WHAT THE TASK ASKS:
Output all records precisely as written.

Dataset records
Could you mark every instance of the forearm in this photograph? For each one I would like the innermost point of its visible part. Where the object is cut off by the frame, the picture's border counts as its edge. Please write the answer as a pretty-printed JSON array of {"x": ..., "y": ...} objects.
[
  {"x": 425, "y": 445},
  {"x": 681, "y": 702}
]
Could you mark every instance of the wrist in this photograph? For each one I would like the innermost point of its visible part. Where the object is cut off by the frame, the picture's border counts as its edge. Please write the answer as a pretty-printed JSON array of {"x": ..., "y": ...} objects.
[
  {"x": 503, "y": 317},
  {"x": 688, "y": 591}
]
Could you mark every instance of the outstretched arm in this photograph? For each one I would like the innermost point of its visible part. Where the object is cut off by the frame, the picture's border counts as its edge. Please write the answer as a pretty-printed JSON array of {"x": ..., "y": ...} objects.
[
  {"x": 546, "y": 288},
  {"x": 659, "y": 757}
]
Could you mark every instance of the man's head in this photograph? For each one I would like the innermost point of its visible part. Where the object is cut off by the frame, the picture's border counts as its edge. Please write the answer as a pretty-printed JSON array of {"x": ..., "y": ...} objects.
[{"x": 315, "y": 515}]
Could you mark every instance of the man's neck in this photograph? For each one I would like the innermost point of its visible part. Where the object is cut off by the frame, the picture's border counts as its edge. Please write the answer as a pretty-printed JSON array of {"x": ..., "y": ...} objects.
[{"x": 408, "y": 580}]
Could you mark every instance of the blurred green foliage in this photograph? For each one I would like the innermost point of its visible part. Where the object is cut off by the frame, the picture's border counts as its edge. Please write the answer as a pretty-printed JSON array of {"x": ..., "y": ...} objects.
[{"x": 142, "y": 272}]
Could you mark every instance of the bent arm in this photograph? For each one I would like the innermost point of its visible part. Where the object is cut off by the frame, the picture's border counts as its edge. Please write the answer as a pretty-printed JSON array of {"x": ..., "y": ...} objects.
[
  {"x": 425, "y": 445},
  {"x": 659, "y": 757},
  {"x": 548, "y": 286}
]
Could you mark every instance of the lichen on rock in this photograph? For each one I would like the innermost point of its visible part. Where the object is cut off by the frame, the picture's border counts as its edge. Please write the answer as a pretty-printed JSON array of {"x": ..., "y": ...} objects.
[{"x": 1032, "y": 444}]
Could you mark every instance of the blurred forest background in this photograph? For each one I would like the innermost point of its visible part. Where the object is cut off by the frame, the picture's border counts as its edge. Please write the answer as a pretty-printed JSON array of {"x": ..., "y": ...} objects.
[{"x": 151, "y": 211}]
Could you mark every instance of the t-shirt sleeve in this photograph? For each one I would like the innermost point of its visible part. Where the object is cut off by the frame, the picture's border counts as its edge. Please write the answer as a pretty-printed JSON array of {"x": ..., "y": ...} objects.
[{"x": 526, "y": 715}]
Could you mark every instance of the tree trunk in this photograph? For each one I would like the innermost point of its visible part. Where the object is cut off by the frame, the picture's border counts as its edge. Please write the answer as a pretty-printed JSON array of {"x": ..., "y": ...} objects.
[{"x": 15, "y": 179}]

WORKED ANSWER:
Could you mark every instance of the forearm in this photograph? For each one I would like the innermost point of its visible part. Where the object is cut off by the frame, the picture's border counts as its edge. Please write the answer as a pretty-printed JSON array of {"x": ..., "y": ...} objects.
[
  {"x": 425, "y": 445},
  {"x": 681, "y": 702}
]
Could you mark every instance of the wrist in this photograph? For each one I would like the innermost point of its visible part. Where the object is cut off by the frame, the picture's border counts as its edge. Please write the answer as a pretty-printed JSON array of {"x": ..., "y": ...} objects.
[
  {"x": 503, "y": 317},
  {"x": 688, "y": 591}
]
Could you mark every instance of the outstretched arm in this photograph? For each one I would like the innermost point of its visible part. Where the object is cut off by the frame, the picture's border counts as its edge. Please write the answer as a pretty-printed JSON array of {"x": ..., "y": ...} objects.
[
  {"x": 546, "y": 288},
  {"x": 659, "y": 757}
]
Could you mark every instance of the man's head in this photograph? For each one I would like the innermost point of its visible part. Where the object is cut off by the frame, the picture's border counts as its edge. Please write the answer as a pretty-printed JSON array of {"x": ..., "y": ...} objects.
[{"x": 315, "y": 515}]
Could you mark every instance of the man's neck in this photograph? For each one I would like the innermost point of its visible part. Where the object is cut off by the frame, the picture's border counts as its edge. Please write the answer as a pretty-printed JSON array of {"x": ..., "y": ...} objects.
[{"x": 408, "y": 580}]
Could you mark every instance of the blurred green foliage in this photograph? For each one I would like the innermost point of its visible part. Where the object is cut off by the frame, the picture's border counts as its edge. Please write the answer as a pretty-printed JSON array of {"x": ..., "y": ...} objects.
[{"x": 142, "y": 272}]
Could you mark every instance of the bent arm in this photograph? For each one I would like the innermost point of its visible part. Where the object is cut off by the frame, the picture's border counts as its edge. Please write the answer as a pretty-printed JSON array of {"x": ..., "y": ...} objects.
[
  {"x": 425, "y": 445},
  {"x": 659, "y": 757},
  {"x": 548, "y": 286}
]
Could you mark every instance of the lichen on rock in this photograph? For each one I would like the innermost point of its visible part. Where the object is cut off by the frame, the picture's border counts as its edge. Please write the answer as a pretty-printed JSON array of {"x": ..., "y": ...} objects.
[{"x": 1032, "y": 444}]
Could you mark every instance of the blurred forest background in this photograph? For each one I would like the innermost point of its visible part. Where the object is cut off by the frame, the picture's border counts as its edge. Please write the answer as a pretty-printed JSON array of {"x": ..., "y": ...} objects.
[{"x": 151, "y": 211}]
Could you mark every instance of the t-shirt sleeve in this photograph? For each one I would like the innermost point of its visible part. Where the object is cut off by the frame, the picture's border counts as its edge. Please write the answer as a pretty-printed JSON array of {"x": ..., "y": ...} objects.
[{"x": 526, "y": 715}]
Could you mark every instance of the tree trunk in this photograph? For each one I would like the innermost point of its visible part. Where the object is cut off by the frame, the picture's border counts as its edge. Please write the answer as a pretty-printed JSON array of {"x": ..., "y": ...} objects.
[{"x": 15, "y": 179}]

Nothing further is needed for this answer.